### STATED TASK:
Rewrite the lines below, from the line containing "Does the image above contain any red bracelet?" through the line containing "left=266, top=550, right=302, bottom=594", both included, with "bracelet" replaced by "wristband" and nothing else changed.

### THE RECORDS:

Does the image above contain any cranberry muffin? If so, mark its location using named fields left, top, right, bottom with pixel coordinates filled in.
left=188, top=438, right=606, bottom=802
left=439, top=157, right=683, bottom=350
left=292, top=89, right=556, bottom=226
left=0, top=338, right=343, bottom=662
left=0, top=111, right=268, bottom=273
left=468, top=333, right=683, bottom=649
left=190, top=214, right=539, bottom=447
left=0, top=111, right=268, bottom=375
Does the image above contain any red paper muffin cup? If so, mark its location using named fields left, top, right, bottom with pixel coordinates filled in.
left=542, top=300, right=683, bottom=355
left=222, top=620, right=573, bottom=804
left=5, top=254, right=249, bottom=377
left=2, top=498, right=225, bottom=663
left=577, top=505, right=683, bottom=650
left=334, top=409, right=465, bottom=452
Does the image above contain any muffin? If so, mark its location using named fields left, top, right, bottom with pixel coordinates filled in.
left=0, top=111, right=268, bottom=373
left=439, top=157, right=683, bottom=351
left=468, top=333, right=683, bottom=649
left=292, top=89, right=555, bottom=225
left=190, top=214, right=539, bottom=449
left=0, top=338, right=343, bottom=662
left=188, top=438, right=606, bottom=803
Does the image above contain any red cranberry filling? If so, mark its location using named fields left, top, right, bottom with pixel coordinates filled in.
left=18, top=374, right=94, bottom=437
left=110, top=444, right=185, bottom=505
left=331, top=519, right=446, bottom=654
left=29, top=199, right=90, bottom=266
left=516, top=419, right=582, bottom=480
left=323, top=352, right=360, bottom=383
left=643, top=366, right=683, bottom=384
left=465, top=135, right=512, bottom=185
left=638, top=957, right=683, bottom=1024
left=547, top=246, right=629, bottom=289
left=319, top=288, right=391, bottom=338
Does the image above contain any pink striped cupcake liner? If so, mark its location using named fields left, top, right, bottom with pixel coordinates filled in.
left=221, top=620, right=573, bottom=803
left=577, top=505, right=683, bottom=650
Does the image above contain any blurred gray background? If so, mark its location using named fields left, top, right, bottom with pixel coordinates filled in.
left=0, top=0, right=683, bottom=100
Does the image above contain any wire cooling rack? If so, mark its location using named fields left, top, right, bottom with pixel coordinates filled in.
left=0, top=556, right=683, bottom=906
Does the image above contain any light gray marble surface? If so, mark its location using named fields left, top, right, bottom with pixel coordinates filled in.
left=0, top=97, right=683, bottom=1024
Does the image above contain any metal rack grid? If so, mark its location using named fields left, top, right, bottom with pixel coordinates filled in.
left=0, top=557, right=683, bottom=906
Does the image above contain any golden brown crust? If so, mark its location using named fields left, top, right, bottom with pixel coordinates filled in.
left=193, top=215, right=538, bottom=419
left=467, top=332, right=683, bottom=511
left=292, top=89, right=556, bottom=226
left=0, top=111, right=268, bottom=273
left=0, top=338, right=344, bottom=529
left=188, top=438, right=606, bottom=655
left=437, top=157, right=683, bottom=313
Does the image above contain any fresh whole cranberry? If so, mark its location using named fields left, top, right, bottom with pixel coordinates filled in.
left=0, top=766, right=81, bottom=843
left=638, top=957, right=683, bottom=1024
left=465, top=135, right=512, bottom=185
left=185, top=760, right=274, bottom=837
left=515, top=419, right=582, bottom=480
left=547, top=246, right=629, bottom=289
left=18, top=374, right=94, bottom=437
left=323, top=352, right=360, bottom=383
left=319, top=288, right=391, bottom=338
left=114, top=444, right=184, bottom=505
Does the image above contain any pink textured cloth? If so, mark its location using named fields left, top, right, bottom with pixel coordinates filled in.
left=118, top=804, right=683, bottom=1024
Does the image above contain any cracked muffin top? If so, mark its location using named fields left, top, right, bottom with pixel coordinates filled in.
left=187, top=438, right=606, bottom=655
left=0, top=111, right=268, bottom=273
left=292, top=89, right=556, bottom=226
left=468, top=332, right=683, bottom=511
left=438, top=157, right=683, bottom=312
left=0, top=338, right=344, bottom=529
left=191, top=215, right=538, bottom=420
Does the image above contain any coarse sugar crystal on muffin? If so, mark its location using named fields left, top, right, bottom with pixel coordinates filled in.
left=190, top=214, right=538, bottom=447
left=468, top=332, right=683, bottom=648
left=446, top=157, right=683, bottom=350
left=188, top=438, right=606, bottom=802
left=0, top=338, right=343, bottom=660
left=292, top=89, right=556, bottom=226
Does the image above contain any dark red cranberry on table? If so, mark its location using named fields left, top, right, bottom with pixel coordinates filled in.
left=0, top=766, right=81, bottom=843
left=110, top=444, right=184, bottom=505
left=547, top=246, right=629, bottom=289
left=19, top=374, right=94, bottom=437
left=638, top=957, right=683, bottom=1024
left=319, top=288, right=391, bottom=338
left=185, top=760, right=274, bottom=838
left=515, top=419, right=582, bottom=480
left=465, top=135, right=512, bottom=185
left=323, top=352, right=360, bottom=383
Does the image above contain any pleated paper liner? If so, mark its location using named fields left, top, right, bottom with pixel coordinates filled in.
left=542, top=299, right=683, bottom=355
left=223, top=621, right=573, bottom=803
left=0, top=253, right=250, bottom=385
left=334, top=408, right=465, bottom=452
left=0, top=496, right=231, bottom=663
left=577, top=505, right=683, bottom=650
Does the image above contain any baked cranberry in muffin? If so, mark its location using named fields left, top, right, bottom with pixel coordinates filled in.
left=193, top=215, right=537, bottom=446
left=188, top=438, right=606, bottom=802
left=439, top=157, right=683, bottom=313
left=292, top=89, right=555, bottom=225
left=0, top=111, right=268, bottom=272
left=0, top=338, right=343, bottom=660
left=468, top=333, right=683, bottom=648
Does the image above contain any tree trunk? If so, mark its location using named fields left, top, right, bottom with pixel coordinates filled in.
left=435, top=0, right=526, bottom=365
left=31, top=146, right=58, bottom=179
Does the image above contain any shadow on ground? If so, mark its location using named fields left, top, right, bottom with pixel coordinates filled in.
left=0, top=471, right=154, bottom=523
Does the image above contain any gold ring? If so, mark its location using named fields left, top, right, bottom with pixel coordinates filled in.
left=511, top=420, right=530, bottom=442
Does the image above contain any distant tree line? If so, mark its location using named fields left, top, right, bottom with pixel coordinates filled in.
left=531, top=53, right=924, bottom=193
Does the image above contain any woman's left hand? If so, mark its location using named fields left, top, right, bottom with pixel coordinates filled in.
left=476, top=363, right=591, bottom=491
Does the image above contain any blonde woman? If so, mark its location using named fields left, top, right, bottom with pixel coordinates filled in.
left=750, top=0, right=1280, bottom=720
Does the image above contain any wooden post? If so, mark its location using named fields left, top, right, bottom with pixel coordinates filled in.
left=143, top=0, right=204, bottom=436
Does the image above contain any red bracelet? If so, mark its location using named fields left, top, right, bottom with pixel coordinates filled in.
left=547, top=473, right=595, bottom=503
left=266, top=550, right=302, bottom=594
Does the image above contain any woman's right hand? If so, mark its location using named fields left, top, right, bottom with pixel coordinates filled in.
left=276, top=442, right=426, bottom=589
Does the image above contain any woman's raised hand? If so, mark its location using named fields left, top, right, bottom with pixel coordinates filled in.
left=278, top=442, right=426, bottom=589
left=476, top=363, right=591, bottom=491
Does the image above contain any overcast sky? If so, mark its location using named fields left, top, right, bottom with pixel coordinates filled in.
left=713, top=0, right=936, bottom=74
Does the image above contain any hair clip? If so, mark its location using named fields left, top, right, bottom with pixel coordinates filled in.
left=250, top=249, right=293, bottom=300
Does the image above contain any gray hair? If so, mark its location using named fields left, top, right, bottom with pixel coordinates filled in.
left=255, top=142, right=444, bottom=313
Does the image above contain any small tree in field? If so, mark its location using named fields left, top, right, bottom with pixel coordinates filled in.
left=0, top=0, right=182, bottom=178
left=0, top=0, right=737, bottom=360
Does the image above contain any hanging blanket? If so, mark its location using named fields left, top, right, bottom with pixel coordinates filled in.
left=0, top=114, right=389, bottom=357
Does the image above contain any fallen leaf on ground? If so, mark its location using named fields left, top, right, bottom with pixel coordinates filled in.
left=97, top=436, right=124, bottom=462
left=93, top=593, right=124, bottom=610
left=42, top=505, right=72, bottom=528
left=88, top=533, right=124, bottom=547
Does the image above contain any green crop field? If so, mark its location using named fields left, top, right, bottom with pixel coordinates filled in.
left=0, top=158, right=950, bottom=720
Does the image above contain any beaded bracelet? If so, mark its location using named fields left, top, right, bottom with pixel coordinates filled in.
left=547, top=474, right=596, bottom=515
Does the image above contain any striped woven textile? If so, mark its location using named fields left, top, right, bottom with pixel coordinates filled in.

### FINAL RESULT:
Does the image above contain any red wristband? If so, mark its location using named fields left, top, right, bottom with pixel coordinates filled in.
left=547, top=473, right=595, bottom=503
left=266, top=550, right=302, bottom=594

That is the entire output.